==== Supplied data ====

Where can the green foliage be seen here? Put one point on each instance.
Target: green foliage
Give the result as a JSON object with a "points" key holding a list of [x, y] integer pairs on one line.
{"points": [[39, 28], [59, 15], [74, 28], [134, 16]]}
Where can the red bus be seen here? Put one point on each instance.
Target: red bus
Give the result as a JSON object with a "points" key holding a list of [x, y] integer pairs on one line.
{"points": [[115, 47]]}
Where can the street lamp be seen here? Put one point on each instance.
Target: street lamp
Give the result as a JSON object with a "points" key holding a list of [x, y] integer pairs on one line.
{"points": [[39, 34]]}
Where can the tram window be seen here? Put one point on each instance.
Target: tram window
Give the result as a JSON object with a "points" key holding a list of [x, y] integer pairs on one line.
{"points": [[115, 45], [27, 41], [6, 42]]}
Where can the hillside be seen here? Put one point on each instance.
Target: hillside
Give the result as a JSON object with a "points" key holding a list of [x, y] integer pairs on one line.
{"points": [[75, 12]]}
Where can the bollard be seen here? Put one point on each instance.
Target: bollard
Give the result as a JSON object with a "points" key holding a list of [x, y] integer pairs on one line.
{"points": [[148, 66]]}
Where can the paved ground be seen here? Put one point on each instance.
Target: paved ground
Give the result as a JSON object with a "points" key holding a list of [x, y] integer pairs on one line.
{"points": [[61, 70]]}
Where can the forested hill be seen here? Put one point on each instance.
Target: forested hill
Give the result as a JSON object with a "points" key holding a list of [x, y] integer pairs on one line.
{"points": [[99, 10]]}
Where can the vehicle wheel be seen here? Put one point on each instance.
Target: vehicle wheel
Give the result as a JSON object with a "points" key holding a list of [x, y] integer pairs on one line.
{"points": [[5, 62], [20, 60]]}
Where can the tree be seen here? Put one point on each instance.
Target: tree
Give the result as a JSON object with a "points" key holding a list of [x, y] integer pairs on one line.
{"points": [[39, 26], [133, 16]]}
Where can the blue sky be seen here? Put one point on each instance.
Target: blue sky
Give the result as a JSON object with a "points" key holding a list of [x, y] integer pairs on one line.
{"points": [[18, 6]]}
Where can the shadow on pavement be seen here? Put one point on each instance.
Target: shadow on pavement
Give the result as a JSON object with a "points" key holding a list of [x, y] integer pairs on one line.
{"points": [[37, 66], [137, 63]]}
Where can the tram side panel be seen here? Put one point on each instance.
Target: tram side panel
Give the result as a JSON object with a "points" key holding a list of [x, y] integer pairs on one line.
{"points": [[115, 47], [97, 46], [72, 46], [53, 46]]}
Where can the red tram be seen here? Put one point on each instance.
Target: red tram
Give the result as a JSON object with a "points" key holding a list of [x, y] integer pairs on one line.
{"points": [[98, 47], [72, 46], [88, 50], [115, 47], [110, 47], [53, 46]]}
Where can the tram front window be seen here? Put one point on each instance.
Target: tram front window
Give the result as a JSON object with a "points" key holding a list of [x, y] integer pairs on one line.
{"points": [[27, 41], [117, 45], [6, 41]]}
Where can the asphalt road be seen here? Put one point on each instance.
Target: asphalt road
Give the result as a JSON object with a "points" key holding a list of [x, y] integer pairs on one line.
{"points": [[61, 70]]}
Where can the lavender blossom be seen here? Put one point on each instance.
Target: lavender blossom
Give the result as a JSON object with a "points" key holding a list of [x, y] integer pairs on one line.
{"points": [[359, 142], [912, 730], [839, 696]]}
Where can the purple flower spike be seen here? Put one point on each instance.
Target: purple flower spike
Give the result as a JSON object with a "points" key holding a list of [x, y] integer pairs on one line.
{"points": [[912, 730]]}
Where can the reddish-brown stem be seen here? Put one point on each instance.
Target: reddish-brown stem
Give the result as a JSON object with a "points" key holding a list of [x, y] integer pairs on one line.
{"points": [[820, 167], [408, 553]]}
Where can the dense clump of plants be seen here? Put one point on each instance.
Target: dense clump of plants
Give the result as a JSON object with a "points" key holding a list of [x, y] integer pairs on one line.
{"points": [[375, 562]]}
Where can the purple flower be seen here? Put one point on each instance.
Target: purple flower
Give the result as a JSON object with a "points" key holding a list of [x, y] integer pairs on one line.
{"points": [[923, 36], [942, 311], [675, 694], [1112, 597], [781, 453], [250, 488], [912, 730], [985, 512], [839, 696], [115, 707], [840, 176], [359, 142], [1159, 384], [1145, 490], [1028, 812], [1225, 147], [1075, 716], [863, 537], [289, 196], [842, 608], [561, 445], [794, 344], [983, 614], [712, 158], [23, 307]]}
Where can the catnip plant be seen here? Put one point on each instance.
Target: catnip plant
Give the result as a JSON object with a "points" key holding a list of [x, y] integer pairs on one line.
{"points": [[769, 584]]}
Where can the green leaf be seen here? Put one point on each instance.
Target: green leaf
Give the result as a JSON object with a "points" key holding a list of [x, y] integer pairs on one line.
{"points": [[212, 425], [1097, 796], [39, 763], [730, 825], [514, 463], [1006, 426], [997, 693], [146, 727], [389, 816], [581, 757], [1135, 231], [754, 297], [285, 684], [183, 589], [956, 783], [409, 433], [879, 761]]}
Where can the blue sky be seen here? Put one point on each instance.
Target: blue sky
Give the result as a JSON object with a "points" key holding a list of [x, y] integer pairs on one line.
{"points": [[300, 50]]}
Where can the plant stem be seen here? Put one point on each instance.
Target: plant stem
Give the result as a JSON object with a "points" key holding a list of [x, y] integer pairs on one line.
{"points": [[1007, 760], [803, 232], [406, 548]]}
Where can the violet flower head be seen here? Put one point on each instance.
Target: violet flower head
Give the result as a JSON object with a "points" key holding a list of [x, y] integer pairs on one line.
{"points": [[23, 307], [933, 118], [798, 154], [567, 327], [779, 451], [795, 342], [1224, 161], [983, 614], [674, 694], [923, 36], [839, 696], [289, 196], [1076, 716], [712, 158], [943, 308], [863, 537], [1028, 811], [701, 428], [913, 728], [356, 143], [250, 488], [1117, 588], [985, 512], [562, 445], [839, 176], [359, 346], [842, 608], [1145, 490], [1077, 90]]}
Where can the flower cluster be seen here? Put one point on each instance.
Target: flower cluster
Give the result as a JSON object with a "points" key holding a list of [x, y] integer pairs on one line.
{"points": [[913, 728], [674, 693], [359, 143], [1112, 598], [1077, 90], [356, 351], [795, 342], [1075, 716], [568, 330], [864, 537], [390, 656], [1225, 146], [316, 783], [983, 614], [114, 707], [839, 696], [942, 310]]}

====

Task
Put each line of the records above into a two-column Markdown table headed Row and Entry, with the row number in Row and the line itself in Entry. Skip blank lines.

Answer for the task
| Row | Entry |
|---|---|
| 1 | Where can the green foliage be seen here? Put one point on each instance. |
| 2 | Target: green foliage |
| 3 | Give the result as a JSON object with a "points" key holding a list of [x, y] integer pairs on one line. |
| 4 | {"points": [[39, 28], [59, 15], [74, 28], [134, 16]]} |
| 5 | Where can the red bus be seen here? Put one point on each instance. |
| 6 | Target: red bus |
| 7 | Give the result as a JSON object with a "points" key holding a list of [x, y] integer pairs on one line. |
| 8 | {"points": [[115, 47]]} |
| 9 | Where can the street lamp be seen here? Put one point on each instance. |
| 10 | Target: street lamp |
| 11 | Give the result as a JSON object with a "points" key holding a list of [x, y] integer pairs on one line. |
| 12 | {"points": [[39, 34]]} |
| 13 | Where can the tram window be seen here? Put one point on each instance. |
| 14 | Target: tram window |
| 15 | Give the result as a JSON object with a "points" key holding a list of [x, y] integer pairs on one line. |
| 16 | {"points": [[115, 45], [27, 41], [6, 42]]} |
| 17 | Where can the hillside be seen here? Put one point on each instance. |
| 18 | Target: hillside |
| 19 | Give the result as a JSON object with a "points" key holding a list of [x, y] integer pairs on one line. |
| 20 | {"points": [[75, 12]]} |
| 21 | Where can the bollard be seen here? Put one point on each instance. |
| 22 | Target: bollard |
| 23 | Give the result as a JSON object with a "points" key holding a list of [x, y] integer pairs on one line. |
| 24 | {"points": [[148, 66]]} |
| 25 | Where can the paved ground be seen here? Put one point on each instance. |
| 26 | Target: paved ground |
| 27 | Give the result as a JSON object with a "points" key holding a list of [x, y] integer pairs on one line. |
| 28 | {"points": [[61, 70]]} |
| 29 | Where can the forested hill be seen here? Put one point on each instance. |
| 30 | Target: forested hill |
| 31 | Give the result as a JSON object with a "points" key holding a list of [x, y] integer pairs on one line. |
| 32 | {"points": [[99, 10]]} |
| 33 | Where can the vehicle wheel be seen here? Put one point on each instance. |
| 34 | Target: vehicle wheel |
| 35 | Give the result as a JSON object with a "points" key holding a list of [x, y] integer pairs on one line. |
| 36 | {"points": [[5, 62], [20, 60]]} |
| 37 | Where can the tree be seen here? Put one point on each instance. |
| 38 | Target: tree |
| 39 | Give the result as a JSON object with a "points" key holding a list of [x, y] integer pairs on one line. |
| 40 | {"points": [[39, 26], [133, 16]]} |
| 41 | Where can the blue sky be seen here? Put one point on each instance. |
| 42 | Target: blue sky |
| 43 | Give the result as a JSON object with a "points" key holding a list of [x, y] integer pairs on one line. |
| 44 | {"points": [[18, 6]]} |
| 45 | Where can the shadow on pavement be seen here? Put one point on each instance. |
| 46 | Target: shadow on pavement |
| 47 | Give the result as a JSON object with a "points" key holding a list of [x, y] integer pairs on one line. |
| 48 | {"points": [[37, 66], [137, 63]]} |
| 49 | Where can the tram side panel be seen here? Put one point on each instance. |
| 50 | Target: tram side panel |
| 51 | Give the result as a JSON object with a "points" key holding a list of [x, y] integer pairs on one line. |
| 52 | {"points": [[115, 47], [97, 46], [72, 46], [53, 46]]} |
| 53 | Where can the red tram be seen here? Put one point on each instance. |
| 54 | Target: red tram |
| 55 | Give the result as a JSON object with a "points" key holding a list of [x, y] integer pairs on one line. |
| 56 | {"points": [[98, 47], [72, 46], [88, 50], [115, 47], [110, 47], [53, 46]]} |
| 57 | Where can the tram front window be seen here? Put one point on each instance. |
| 58 | Target: tram front window |
| 59 | Give the result as a JSON object with a "points" key holding a list of [x, y] integer pairs on one line. |
| 60 | {"points": [[27, 41], [117, 45], [6, 41]]} |
| 61 | Where can the asphalt road be seen here? Put one point on each instance. |
| 62 | Target: asphalt road |
| 63 | Give the result as a JSON object with a "points" key holding a list of [x, y] integer pairs on one line. |
| 64 | {"points": [[61, 70]]} |
| 65 | Where can the lavender blossom be seen here? Put one point on each instance. |
| 66 | Target: lavender blossom |
| 67 | Give the result as a JSON object with a "points" key holding a list of [x, y] integer pairs on one line. |
| 68 | {"points": [[359, 142], [912, 730], [839, 696]]} |
| 69 | Where can the purple flower spike be seen here? Put one point on each instance. |
| 70 | Target: purple flower spike |
| 71 | Give the result as a JSON object with a "points" key holding a list of [x, y] integer pairs on one line. |
| 72 | {"points": [[912, 730]]} |
| 73 | Where can the reddish-brown stem be seen here? Put one point on each instance. |
| 74 | Target: reddish-brown stem |
| 75 | Give the result as a JSON object with a "points" key holding a list of [x, y] integer pairs on one line. |
| 76 | {"points": [[820, 167], [408, 553]]} |
| 77 | Where can the dense clump of plants be seen here? Put one point on each instance. |
| 78 | Target: dense clump of plants |
| 79 | Give the result as a JSON object with a "points" key holding a list of [x, y] integer pairs on one line. |
| 80 | {"points": [[375, 562]]} |
| 81 | Where can the purple flower be seen here? Put one point on each instance. |
| 82 | Target: purple flower |
| 83 | Give the result as a JSON object with a "points" key holding a list of [x, y] integer pairs on one line. |
| 84 | {"points": [[923, 36], [942, 311], [675, 694], [1112, 597], [781, 453], [250, 488], [912, 730], [985, 512], [839, 696], [115, 707], [840, 176], [359, 142], [1159, 384], [1145, 490], [1028, 812], [1225, 147], [1075, 716], [863, 537], [289, 196], [842, 608], [561, 445], [794, 344], [983, 614], [712, 158], [23, 307]]} |
| 85 | Where can the catnip plant be seen here? Put one point on each instance. |
| 86 | Target: catnip plant |
| 87 | Give the result as a JSON object with a "points" key holding a list of [x, y] integer pairs on one line. |
| 88 | {"points": [[769, 584]]} |
| 89 | Where can the green leaf be seen here? Put one point on each instance. |
| 90 | Target: green leaf |
| 91 | Give the result as a JSON object with a "points" key holding a list of [x, y] integer pairs on one line. |
| 92 | {"points": [[212, 425], [1097, 796], [39, 763], [730, 825], [514, 463], [1006, 426], [997, 693], [146, 727], [389, 816], [581, 757], [1135, 231], [754, 297], [285, 684], [183, 589], [956, 783], [409, 433], [879, 761]]} |
| 93 | Where can the blue sky be seen here? Put one point on each instance. |
| 94 | Target: blue sky |
| 95 | Give the result as a JSON object with a "points" key holding a list of [x, y] integer pairs on one line. |
| 96 | {"points": [[300, 50]]} |
| 97 | Where can the plant stem be seen here? Put one point on each instance. |
| 98 | Target: plant stem |
| 99 | Give the result as a JSON object with a "points" key holding a list of [x, y] integer pairs on one line. |
| 100 | {"points": [[1007, 760], [803, 232], [406, 548]]} |
| 101 | Where can the violet flower head be seen here? Put one point on each instance. |
| 102 | Target: violet flower head |
| 103 | Give the result as a JSON object with a "points" key holding a list of [x, y] integer pairs on one line. |
| 104 | {"points": [[23, 307], [933, 118], [798, 154], [567, 327], [779, 451], [795, 342], [1224, 161], [983, 614], [674, 694], [923, 36], [839, 696], [289, 196], [1076, 716], [712, 158], [943, 308], [863, 537], [1028, 811], [701, 428], [913, 728], [356, 143], [250, 488], [1117, 588], [985, 512], [562, 445], [839, 176], [359, 346], [842, 608], [1145, 490], [1077, 90]]} |
| 105 | Where can the flower cluster be seen here? Put one point on each instance. |
| 106 | Target: flower cluster |
| 107 | Give the result as a JSON object with a "points" key holding a list of [x, y] integer pairs on one line. |
| 108 | {"points": [[913, 728], [674, 693], [359, 143], [1112, 598], [1077, 90], [356, 351], [795, 342], [1075, 716], [568, 330], [864, 537], [390, 656], [1225, 146], [316, 783], [983, 614], [114, 707], [839, 696], [942, 310]]} |